Within the records that follow, find every line containing the string "stone". Copy those lines.

------------------------------------------------------------

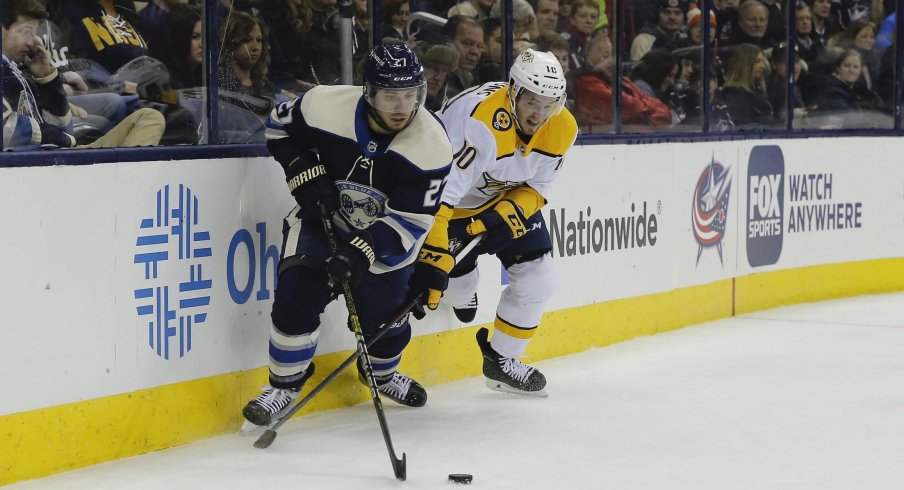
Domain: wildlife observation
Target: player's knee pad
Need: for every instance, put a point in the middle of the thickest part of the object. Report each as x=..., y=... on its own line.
x=461, y=288
x=301, y=296
x=535, y=281
x=392, y=343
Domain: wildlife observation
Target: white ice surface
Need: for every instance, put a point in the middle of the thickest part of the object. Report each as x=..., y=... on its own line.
x=802, y=397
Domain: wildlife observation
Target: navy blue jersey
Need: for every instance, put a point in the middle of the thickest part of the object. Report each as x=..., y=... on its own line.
x=389, y=185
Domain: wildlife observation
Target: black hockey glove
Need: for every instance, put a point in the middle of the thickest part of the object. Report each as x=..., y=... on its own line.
x=351, y=259
x=310, y=184
x=430, y=278
x=54, y=135
x=500, y=225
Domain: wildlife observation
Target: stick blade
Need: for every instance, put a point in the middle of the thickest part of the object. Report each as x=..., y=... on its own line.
x=267, y=438
x=399, y=468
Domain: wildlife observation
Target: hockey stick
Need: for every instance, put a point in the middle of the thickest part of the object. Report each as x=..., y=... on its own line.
x=267, y=438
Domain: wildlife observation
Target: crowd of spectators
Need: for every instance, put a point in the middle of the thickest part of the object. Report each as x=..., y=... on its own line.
x=107, y=73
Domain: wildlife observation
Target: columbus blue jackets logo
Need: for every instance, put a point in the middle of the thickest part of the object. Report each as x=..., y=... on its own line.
x=710, y=208
x=361, y=205
x=502, y=120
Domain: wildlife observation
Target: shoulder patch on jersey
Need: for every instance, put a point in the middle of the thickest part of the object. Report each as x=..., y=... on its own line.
x=332, y=108
x=557, y=136
x=424, y=142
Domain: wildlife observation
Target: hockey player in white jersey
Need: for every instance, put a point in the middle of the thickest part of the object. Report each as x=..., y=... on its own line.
x=379, y=163
x=509, y=142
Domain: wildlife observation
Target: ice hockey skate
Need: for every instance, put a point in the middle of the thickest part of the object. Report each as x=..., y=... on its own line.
x=508, y=374
x=466, y=313
x=398, y=388
x=269, y=406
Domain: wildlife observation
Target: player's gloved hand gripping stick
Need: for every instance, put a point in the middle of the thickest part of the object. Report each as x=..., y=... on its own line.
x=267, y=438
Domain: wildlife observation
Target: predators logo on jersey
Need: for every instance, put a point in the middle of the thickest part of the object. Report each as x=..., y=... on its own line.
x=502, y=120
x=492, y=187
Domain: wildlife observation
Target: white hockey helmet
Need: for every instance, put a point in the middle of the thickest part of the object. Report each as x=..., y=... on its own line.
x=540, y=73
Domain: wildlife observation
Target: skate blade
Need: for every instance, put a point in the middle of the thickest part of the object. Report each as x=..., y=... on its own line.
x=504, y=388
x=249, y=429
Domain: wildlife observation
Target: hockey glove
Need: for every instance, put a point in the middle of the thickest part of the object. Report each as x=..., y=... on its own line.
x=351, y=259
x=500, y=225
x=310, y=184
x=431, y=276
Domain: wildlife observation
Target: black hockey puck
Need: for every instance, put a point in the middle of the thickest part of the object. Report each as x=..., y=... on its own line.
x=461, y=478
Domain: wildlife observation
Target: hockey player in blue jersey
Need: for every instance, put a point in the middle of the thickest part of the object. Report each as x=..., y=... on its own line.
x=379, y=164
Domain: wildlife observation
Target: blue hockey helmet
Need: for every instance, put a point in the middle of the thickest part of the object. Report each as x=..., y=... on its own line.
x=394, y=80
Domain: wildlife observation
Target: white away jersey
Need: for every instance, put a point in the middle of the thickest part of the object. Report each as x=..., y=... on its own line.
x=490, y=157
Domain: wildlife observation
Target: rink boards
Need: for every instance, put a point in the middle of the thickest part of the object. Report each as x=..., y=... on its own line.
x=136, y=296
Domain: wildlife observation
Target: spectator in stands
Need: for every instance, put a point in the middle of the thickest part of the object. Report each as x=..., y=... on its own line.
x=808, y=47
x=153, y=17
x=726, y=19
x=777, y=87
x=667, y=33
x=565, y=8
x=438, y=60
x=825, y=24
x=489, y=68
x=656, y=76
x=719, y=117
x=744, y=91
x=183, y=47
x=584, y=16
x=524, y=22
x=322, y=42
x=289, y=24
x=395, y=17
x=547, y=13
x=695, y=27
x=886, y=34
x=550, y=41
x=360, y=33
x=106, y=31
x=466, y=34
x=94, y=113
x=778, y=17
x=37, y=91
x=593, y=100
x=39, y=95
x=753, y=23
x=246, y=92
x=860, y=35
x=846, y=97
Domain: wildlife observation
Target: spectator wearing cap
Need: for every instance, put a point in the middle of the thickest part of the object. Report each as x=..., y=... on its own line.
x=667, y=34
x=695, y=26
x=438, y=61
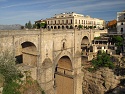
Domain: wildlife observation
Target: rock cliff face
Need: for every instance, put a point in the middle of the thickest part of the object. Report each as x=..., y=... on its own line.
x=100, y=81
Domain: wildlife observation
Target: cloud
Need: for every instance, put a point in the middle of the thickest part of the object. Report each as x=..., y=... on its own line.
x=27, y=4
x=2, y=0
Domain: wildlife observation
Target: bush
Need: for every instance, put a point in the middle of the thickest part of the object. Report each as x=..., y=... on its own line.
x=102, y=60
x=10, y=73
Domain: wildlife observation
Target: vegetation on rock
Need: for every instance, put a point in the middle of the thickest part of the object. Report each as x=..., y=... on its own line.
x=11, y=78
x=102, y=60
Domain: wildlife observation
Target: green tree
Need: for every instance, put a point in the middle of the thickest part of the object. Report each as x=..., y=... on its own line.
x=102, y=60
x=80, y=26
x=28, y=25
x=10, y=73
x=118, y=40
x=43, y=25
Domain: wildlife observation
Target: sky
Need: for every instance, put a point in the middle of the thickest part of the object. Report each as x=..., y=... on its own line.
x=23, y=11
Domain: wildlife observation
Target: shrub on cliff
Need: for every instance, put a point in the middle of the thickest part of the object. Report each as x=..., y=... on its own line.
x=102, y=60
x=10, y=73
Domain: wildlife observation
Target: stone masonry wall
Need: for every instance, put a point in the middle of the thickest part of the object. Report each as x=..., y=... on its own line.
x=100, y=81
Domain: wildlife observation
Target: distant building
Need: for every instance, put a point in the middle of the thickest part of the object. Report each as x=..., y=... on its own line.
x=121, y=22
x=40, y=23
x=71, y=20
x=11, y=27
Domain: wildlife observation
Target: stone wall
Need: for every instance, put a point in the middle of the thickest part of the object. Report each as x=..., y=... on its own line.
x=100, y=81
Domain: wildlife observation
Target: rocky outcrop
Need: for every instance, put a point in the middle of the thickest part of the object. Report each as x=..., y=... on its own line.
x=100, y=81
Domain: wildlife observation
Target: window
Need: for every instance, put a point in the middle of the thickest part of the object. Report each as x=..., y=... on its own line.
x=71, y=21
x=62, y=21
x=58, y=21
x=66, y=21
x=51, y=22
x=75, y=21
x=121, y=29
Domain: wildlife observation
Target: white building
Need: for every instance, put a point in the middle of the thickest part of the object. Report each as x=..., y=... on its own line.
x=121, y=22
x=71, y=20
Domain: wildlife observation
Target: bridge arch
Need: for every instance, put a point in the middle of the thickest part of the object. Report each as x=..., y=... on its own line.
x=85, y=40
x=63, y=76
x=46, y=71
x=27, y=54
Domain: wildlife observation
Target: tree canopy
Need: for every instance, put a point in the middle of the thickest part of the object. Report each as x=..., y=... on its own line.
x=102, y=60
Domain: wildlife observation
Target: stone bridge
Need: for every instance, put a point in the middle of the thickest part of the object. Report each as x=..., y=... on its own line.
x=53, y=57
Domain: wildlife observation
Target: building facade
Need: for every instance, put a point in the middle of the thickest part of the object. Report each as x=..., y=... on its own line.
x=71, y=20
x=121, y=22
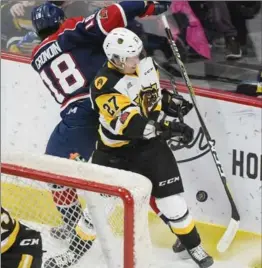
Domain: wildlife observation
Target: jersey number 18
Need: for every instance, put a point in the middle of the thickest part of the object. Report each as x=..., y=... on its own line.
x=68, y=77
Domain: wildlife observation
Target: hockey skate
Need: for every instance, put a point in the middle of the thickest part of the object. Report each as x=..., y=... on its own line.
x=197, y=254
x=180, y=250
x=200, y=257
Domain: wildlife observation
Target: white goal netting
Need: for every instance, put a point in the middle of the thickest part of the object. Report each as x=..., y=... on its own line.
x=116, y=200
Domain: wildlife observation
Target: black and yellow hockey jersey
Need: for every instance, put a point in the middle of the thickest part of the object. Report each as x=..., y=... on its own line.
x=125, y=103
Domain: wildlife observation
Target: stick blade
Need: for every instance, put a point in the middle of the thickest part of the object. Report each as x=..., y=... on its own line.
x=228, y=236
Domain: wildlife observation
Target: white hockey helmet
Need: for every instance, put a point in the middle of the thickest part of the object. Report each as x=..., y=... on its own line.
x=122, y=43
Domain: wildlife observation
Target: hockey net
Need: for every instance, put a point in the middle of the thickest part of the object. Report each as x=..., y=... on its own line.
x=117, y=200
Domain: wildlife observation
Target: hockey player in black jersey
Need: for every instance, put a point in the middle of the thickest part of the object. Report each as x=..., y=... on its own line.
x=21, y=247
x=133, y=131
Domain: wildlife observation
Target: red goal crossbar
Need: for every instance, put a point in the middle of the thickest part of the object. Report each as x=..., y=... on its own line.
x=120, y=192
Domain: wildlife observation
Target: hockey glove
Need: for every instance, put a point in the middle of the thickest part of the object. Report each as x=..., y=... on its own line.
x=148, y=99
x=173, y=104
x=173, y=128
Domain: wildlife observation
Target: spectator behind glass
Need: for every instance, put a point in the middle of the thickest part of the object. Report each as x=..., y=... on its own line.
x=16, y=22
x=240, y=12
x=222, y=20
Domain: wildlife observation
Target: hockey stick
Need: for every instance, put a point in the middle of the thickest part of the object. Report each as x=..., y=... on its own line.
x=233, y=226
x=172, y=82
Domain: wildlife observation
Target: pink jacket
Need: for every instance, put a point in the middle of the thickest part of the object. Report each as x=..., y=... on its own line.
x=195, y=35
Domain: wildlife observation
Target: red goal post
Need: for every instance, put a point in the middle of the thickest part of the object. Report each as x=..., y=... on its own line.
x=133, y=189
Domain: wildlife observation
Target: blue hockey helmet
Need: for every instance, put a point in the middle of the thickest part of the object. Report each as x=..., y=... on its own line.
x=46, y=16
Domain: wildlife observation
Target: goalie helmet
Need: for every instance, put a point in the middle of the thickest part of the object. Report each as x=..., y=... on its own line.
x=46, y=17
x=121, y=44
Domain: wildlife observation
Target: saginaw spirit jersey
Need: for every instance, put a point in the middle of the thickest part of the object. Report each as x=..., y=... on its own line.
x=115, y=97
x=68, y=60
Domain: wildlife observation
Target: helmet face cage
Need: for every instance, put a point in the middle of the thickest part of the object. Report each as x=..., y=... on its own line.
x=46, y=16
x=122, y=45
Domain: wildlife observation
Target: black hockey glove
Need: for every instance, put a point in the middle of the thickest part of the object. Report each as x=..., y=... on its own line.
x=169, y=129
x=173, y=103
x=161, y=6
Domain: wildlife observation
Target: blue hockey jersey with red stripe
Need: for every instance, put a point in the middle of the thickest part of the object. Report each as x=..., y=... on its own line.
x=68, y=60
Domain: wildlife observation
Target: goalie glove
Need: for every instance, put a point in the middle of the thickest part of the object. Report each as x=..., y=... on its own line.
x=173, y=104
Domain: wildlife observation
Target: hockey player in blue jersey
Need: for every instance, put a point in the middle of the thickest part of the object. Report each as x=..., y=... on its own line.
x=67, y=60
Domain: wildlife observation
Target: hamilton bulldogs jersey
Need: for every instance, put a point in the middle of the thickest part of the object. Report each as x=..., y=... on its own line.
x=117, y=99
x=68, y=60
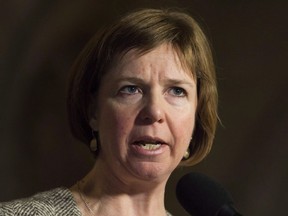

------------------------------------------------------------

§ **Solution for this exercise**:
Target: stone masonry wall
Target: stone wall
Target: stone bridge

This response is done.